SUPPLIED ENTRIES –
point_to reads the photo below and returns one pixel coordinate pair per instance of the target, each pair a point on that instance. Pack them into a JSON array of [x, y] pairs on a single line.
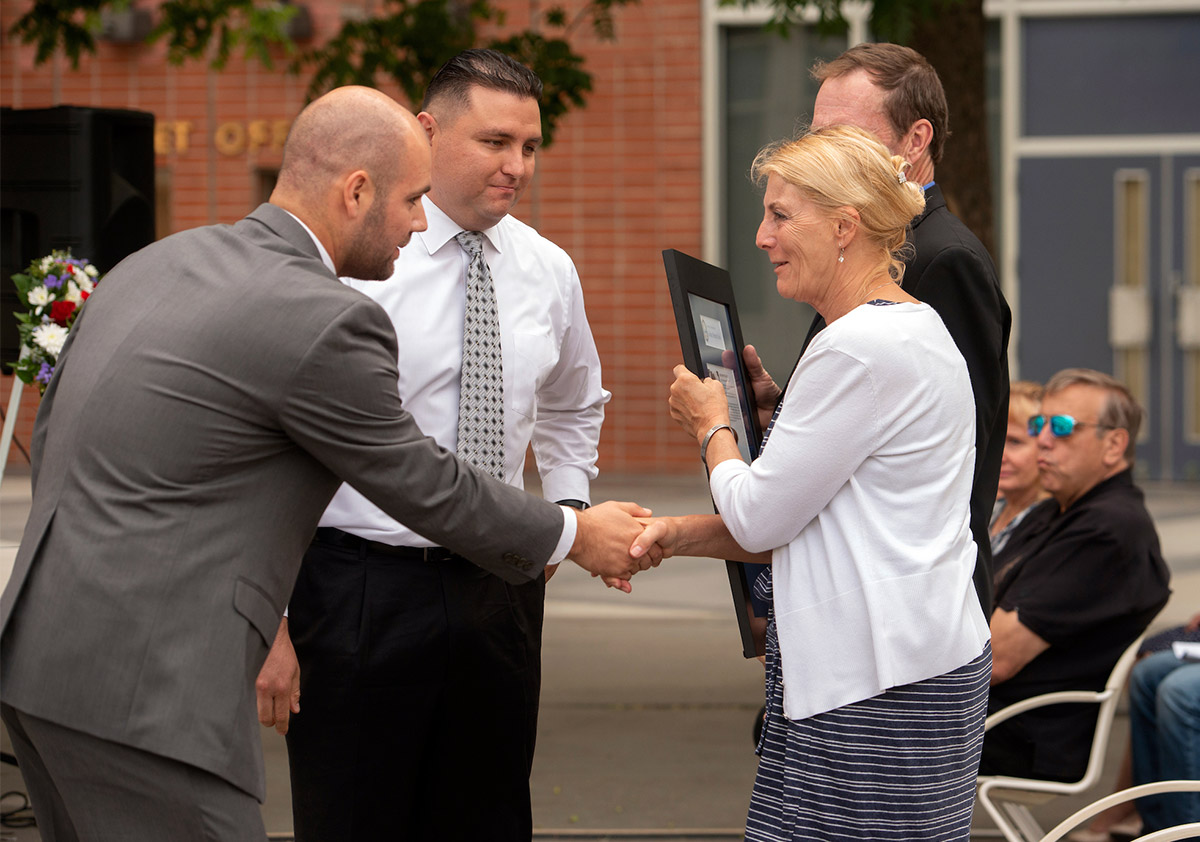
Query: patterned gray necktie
[[481, 394]]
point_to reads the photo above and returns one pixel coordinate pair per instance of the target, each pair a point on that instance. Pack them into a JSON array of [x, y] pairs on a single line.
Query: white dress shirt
[[863, 494], [552, 392]]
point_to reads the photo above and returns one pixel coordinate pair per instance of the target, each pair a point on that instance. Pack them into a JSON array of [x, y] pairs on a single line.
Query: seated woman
[[877, 651], [1020, 485]]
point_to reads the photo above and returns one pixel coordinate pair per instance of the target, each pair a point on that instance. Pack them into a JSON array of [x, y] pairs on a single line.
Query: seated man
[[1079, 585], [1164, 720]]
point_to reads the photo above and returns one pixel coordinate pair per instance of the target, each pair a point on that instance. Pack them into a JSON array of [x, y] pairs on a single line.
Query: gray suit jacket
[[215, 390]]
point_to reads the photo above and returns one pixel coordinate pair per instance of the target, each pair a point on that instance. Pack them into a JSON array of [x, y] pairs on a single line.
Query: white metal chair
[[1007, 799], [1180, 831]]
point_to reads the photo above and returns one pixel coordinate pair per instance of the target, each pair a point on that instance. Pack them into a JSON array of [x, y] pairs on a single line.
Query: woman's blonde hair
[[841, 166], [1024, 401]]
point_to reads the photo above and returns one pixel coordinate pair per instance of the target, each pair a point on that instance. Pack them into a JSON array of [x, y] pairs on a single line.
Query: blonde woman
[[1020, 485], [877, 650]]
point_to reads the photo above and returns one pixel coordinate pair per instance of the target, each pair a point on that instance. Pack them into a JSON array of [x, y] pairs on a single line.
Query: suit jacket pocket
[[252, 603]]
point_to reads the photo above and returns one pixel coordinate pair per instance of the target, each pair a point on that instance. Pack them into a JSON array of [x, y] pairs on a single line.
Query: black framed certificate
[[711, 338]]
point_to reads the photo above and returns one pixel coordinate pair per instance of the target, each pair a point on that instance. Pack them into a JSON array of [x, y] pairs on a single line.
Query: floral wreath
[[52, 289]]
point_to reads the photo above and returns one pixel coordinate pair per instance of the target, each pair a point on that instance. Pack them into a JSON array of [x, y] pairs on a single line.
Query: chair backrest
[[1113, 689]]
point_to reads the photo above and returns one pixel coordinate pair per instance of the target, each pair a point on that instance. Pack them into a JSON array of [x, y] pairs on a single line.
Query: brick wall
[[621, 184]]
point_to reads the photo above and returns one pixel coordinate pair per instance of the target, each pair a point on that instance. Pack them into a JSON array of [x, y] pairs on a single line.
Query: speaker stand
[[10, 421]]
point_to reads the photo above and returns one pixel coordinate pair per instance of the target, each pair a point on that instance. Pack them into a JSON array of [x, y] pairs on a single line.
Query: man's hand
[[603, 539], [279, 683], [661, 533], [766, 391]]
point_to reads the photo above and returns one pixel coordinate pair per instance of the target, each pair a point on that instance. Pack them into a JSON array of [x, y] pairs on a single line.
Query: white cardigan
[[863, 494]]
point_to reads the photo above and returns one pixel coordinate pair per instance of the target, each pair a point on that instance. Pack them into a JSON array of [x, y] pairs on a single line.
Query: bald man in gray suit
[[215, 391]]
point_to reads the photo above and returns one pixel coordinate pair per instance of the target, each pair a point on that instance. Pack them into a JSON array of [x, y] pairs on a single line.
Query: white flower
[[51, 337], [40, 296]]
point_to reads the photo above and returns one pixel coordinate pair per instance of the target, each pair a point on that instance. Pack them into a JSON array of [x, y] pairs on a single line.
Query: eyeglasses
[[1061, 426]]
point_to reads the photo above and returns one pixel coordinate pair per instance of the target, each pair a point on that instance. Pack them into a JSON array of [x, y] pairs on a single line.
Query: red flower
[[61, 312]]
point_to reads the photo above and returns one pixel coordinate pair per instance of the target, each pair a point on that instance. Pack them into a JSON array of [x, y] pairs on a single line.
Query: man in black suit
[[894, 92]]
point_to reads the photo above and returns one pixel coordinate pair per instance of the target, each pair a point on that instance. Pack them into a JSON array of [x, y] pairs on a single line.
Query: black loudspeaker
[[71, 178]]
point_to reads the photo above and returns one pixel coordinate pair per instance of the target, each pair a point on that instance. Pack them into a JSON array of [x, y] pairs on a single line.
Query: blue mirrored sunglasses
[[1061, 426]]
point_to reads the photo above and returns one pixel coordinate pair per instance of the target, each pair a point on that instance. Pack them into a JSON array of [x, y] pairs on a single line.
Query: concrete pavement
[[647, 702]]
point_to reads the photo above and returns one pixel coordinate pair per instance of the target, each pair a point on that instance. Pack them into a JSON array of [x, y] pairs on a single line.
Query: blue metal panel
[[1111, 76], [1067, 269]]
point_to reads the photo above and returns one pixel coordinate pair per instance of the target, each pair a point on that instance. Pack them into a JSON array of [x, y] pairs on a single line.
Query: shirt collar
[[324, 256], [442, 229]]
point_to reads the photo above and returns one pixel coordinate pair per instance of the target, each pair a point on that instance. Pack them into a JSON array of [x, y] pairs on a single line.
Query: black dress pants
[[419, 687]]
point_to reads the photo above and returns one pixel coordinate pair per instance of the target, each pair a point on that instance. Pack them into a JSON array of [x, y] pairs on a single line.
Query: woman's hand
[[697, 404]]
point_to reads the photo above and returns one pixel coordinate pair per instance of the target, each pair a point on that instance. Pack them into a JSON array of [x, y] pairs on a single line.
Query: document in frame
[[711, 340]]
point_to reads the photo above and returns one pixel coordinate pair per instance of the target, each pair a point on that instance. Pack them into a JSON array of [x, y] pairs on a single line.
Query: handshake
[[616, 540]]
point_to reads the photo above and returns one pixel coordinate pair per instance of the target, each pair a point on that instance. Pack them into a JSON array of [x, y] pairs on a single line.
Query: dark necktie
[[481, 392]]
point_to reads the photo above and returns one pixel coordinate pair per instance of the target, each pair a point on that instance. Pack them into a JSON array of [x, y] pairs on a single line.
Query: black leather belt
[[336, 537]]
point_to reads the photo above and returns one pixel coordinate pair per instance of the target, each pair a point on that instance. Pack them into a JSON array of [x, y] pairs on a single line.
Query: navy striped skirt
[[898, 767]]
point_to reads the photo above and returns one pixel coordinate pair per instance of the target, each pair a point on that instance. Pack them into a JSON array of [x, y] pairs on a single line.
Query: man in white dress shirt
[[419, 671]]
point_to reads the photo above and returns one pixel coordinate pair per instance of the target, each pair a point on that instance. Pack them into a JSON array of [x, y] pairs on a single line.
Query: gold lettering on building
[[173, 137]]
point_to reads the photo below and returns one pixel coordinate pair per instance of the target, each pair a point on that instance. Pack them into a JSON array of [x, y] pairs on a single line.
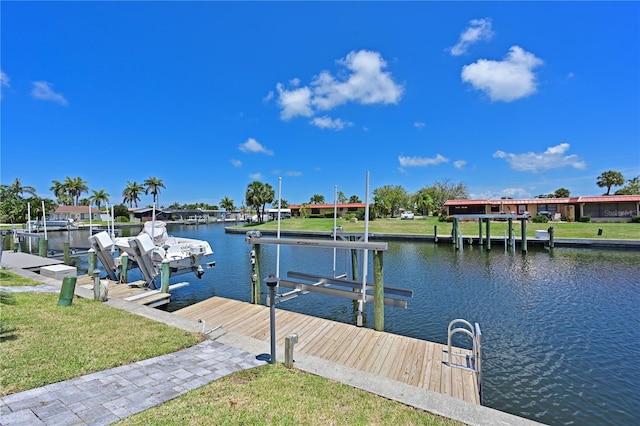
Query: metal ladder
[[473, 361]]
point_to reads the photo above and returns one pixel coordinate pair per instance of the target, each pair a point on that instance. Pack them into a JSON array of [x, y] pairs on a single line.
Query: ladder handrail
[[474, 332]]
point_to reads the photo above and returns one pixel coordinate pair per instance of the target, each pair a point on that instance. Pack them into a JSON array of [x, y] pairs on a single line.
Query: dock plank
[[409, 360]]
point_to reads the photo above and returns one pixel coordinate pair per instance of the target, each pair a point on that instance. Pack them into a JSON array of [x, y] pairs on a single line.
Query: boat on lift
[[150, 249]]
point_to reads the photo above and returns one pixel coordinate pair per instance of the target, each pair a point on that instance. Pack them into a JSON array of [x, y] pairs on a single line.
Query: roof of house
[[330, 206], [564, 200], [76, 209]]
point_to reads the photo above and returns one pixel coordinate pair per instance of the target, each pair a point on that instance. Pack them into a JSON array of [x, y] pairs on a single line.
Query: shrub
[[540, 218]]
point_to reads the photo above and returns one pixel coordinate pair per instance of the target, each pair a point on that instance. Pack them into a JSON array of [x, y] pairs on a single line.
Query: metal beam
[[348, 294], [349, 283], [358, 245]]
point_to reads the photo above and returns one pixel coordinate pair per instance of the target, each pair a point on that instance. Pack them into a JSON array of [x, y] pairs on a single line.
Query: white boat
[[150, 249]]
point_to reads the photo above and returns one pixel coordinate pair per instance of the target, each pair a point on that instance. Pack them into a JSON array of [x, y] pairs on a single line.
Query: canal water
[[560, 329]]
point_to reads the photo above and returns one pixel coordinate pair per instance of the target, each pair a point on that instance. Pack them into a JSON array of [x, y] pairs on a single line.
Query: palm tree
[[258, 195], [99, 197], [153, 185], [19, 189], [609, 179], [227, 204], [252, 195], [423, 202], [75, 187], [131, 193]]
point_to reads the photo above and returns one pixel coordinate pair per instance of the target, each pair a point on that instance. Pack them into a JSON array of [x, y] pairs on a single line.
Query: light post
[[272, 282]]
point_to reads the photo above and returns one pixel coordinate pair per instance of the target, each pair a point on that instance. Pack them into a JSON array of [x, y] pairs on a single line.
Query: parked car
[[407, 215]]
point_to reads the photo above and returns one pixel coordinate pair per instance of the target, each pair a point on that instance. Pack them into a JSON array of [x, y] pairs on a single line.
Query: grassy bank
[[51, 344], [425, 226], [274, 395]]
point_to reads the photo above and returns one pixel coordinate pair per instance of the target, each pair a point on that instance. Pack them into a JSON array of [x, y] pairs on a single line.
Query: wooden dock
[[408, 360], [133, 292]]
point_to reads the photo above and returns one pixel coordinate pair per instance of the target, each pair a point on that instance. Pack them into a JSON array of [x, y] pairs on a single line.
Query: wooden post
[[96, 284], [92, 260], [124, 274], [255, 277], [378, 291], [164, 288], [454, 233], [511, 242], [289, 342], [42, 247], [67, 248]]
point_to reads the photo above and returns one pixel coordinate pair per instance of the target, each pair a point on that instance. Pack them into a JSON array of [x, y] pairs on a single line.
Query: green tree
[[283, 204], [131, 194], [631, 188], [610, 178], [153, 185], [393, 197], [227, 204], [258, 194], [98, 197], [317, 199], [75, 187], [120, 210], [19, 189], [423, 202]]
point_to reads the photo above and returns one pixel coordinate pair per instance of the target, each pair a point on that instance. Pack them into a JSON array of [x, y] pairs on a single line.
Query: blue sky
[[512, 98]]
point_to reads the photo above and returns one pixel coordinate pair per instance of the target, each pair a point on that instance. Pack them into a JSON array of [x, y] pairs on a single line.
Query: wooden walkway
[[408, 360]]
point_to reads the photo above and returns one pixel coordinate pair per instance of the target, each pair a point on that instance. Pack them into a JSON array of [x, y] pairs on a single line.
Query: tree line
[[388, 200]]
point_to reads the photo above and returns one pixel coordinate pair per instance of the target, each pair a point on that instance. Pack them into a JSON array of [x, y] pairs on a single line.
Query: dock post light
[[272, 282]]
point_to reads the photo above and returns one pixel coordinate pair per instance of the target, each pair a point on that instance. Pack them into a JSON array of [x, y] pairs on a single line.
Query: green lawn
[[89, 336], [425, 226], [274, 395], [85, 337]]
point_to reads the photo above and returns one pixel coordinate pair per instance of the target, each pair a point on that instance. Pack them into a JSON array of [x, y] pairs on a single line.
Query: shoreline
[[447, 239]]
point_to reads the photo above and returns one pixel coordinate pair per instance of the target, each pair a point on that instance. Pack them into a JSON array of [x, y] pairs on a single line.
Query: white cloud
[[553, 158], [42, 90], [252, 145], [421, 161], [459, 164], [329, 123], [362, 82], [507, 80], [477, 30]]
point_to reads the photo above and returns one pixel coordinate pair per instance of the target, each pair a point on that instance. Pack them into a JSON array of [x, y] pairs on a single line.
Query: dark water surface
[[561, 329]]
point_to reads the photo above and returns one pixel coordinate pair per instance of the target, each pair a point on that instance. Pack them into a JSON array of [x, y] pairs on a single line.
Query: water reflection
[[560, 330]]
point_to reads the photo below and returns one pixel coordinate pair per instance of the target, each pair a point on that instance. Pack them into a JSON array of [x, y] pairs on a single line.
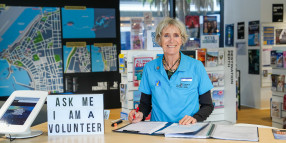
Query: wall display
[[151, 43], [139, 63], [241, 48], [229, 31], [253, 59], [209, 41], [277, 13], [76, 57], [266, 60], [268, 35], [240, 30], [136, 38], [76, 114], [253, 33], [210, 25], [31, 53], [103, 57], [280, 37], [89, 23], [193, 26]]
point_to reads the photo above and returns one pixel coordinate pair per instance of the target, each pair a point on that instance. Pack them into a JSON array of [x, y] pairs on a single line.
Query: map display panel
[[89, 23], [77, 59], [103, 58], [30, 49]]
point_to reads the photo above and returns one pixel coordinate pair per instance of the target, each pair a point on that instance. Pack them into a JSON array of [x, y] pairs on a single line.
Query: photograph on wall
[[229, 31], [210, 25], [253, 33], [277, 13], [240, 30], [89, 23], [280, 36], [31, 49], [241, 48], [268, 35], [253, 61], [192, 23], [76, 58]]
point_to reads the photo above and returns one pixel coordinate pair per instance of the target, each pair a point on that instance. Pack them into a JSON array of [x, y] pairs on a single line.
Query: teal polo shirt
[[173, 99]]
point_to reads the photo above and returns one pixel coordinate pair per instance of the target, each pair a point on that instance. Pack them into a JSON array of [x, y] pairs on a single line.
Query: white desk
[[265, 136]]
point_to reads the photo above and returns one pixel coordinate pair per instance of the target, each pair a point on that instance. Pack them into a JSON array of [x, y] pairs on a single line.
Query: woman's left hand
[[187, 120]]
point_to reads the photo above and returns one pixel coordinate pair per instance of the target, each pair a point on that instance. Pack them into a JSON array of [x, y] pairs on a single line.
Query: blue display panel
[[30, 49], [89, 23]]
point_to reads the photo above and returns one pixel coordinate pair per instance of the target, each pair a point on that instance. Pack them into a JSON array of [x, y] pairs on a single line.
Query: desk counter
[[265, 136]]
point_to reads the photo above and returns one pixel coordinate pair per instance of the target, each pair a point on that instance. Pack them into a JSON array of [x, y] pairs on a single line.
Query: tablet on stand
[[19, 112]]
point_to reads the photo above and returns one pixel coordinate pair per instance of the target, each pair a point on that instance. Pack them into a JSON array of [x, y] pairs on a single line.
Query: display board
[[40, 51]]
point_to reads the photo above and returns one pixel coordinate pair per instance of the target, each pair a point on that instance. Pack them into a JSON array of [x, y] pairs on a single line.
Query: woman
[[175, 87]]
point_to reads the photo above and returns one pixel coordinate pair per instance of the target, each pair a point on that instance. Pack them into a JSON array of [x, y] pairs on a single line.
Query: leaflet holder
[[19, 112]]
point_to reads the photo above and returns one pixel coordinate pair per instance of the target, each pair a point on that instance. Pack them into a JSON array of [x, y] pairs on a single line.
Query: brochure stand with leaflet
[[19, 111]]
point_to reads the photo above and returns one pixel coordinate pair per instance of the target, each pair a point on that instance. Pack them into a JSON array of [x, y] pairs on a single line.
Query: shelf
[[280, 71], [276, 93], [214, 69], [279, 47]]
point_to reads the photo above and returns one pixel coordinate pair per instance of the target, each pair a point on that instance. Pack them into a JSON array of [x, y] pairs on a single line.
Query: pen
[[136, 111], [118, 121]]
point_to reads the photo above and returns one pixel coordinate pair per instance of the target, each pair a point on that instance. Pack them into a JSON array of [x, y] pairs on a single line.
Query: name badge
[[186, 79]]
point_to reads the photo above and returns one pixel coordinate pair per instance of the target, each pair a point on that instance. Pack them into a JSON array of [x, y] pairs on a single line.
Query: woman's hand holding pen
[[135, 117], [187, 120]]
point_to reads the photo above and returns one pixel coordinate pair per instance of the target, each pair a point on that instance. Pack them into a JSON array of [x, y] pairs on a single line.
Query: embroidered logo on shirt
[[182, 85], [187, 79], [158, 83]]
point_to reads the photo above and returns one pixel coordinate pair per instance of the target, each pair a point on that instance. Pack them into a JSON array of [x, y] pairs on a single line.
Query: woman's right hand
[[138, 116]]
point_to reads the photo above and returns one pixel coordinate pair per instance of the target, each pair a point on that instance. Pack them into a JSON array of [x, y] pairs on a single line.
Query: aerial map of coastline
[[89, 23], [77, 59], [30, 49]]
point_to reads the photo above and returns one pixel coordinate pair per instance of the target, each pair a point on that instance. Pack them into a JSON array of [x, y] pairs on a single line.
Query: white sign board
[[209, 41], [75, 114]]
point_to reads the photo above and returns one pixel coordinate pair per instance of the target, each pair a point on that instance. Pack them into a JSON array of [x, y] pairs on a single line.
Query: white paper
[[203, 134], [176, 128], [144, 127], [231, 132]]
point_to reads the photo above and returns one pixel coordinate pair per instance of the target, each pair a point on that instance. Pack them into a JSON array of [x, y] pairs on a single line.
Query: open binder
[[160, 128], [225, 132], [198, 130]]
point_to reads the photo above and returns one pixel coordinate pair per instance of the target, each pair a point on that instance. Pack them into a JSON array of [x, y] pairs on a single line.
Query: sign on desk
[[75, 114]]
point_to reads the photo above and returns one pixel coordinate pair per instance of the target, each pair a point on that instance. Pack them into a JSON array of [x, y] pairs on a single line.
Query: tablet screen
[[19, 110]]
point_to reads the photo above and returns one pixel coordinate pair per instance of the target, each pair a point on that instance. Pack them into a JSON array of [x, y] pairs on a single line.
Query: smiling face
[[171, 40]]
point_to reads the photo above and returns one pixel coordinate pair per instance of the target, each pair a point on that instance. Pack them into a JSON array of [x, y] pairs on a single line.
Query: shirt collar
[[182, 67]]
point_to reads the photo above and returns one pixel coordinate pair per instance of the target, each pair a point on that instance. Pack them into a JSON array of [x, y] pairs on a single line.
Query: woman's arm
[[206, 107]]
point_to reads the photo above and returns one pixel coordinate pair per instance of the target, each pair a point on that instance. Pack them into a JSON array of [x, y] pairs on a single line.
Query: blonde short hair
[[170, 21]]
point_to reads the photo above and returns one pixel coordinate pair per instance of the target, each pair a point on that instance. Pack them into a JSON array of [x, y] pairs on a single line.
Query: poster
[[280, 37], [253, 61], [277, 13], [241, 48], [268, 35], [229, 30], [240, 30], [209, 41], [193, 26], [210, 25], [253, 33]]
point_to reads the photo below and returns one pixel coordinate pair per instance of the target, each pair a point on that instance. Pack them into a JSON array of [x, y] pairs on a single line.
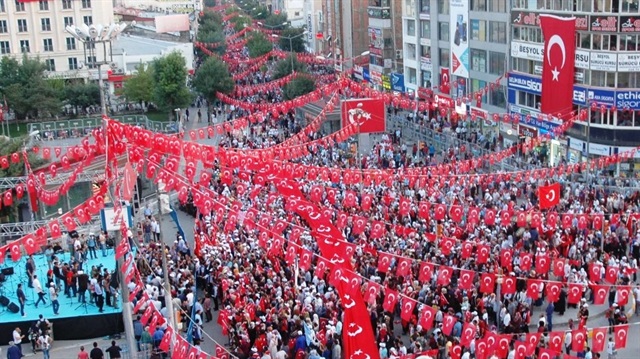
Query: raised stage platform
[[74, 321]]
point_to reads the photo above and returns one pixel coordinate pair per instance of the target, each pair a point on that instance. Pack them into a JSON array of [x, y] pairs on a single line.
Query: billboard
[[458, 34], [370, 113], [172, 23]]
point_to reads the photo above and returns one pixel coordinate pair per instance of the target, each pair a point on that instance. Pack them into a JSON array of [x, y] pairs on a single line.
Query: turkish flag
[[487, 283], [620, 333], [490, 217], [549, 196], [600, 293], [559, 64], [556, 340], [533, 288], [598, 339], [448, 321], [558, 267], [466, 279], [444, 275], [553, 291], [611, 274], [426, 271], [520, 350], [578, 338], [426, 319], [509, 285], [542, 263], [482, 253], [384, 262], [468, 334], [575, 293], [408, 305]]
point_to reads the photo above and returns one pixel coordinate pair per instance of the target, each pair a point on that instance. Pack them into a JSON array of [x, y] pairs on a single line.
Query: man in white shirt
[[38, 288]]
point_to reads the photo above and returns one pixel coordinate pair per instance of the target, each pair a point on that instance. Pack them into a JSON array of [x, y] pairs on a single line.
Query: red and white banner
[[558, 66], [369, 113]]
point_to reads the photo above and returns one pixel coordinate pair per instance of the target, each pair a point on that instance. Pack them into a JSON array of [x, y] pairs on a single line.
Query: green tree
[[26, 89], [299, 86], [139, 87], [283, 67], [258, 45], [80, 94], [292, 40], [170, 82], [212, 77]]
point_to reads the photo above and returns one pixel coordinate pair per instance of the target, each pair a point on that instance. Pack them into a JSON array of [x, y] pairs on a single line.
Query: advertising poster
[[459, 31]]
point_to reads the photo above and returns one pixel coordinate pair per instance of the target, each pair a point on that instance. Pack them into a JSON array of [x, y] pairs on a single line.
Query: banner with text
[[458, 31]]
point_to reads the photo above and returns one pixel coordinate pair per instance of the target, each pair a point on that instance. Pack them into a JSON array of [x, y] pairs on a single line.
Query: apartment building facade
[[37, 29]]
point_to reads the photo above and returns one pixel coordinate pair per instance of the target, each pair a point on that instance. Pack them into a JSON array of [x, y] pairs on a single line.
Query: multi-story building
[[385, 42], [462, 43], [38, 29], [606, 75]]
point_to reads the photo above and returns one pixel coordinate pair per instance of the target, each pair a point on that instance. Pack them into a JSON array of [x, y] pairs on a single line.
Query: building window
[[479, 30], [444, 57], [4, 47], [443, 31], [629, 6], [425, 6], [498, 32], [24, 46], [46, 24], [425, 29], [50, 65], [479, 60], [411, 27], [496, 63], [425, 51], [497, 97], [443, 7], [478, 5], [411, 51], [48, 45], [73, 63], [22, 25], [71, 43], [498, 5]]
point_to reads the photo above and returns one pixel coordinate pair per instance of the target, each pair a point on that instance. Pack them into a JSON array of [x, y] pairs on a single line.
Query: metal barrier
[[80, 127]]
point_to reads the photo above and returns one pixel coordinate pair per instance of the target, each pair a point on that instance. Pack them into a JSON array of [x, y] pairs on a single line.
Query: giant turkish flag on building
[[558, 66]]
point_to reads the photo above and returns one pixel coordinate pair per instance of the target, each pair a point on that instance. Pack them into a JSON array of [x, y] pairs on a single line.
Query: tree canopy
[[139, 87], [299, 86], [26, 89], [169, 82], [212, 77], [258, 45], [283, 67]]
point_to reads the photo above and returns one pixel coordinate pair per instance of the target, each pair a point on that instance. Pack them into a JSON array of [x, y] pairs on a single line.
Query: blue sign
[[525, 83], [628, 99], [397, 82], [601, 97]]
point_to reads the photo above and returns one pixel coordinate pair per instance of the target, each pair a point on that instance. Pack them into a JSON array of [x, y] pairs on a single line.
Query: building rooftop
[[136, 45]]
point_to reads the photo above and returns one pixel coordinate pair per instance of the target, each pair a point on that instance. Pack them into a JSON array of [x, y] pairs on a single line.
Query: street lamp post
[[290, 38], [102, 35]]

WHAT YOU NEED TO DO –
Pull out every line of the records above that contains the string "building", treating uppercase and lowercase as different.

THE COMPLETED TASK –
Query: gold lettering on building
Query: apartment building facade
Query: multi-story building
Query: building window
Query: giant turkish flag on building
Query: building rooftop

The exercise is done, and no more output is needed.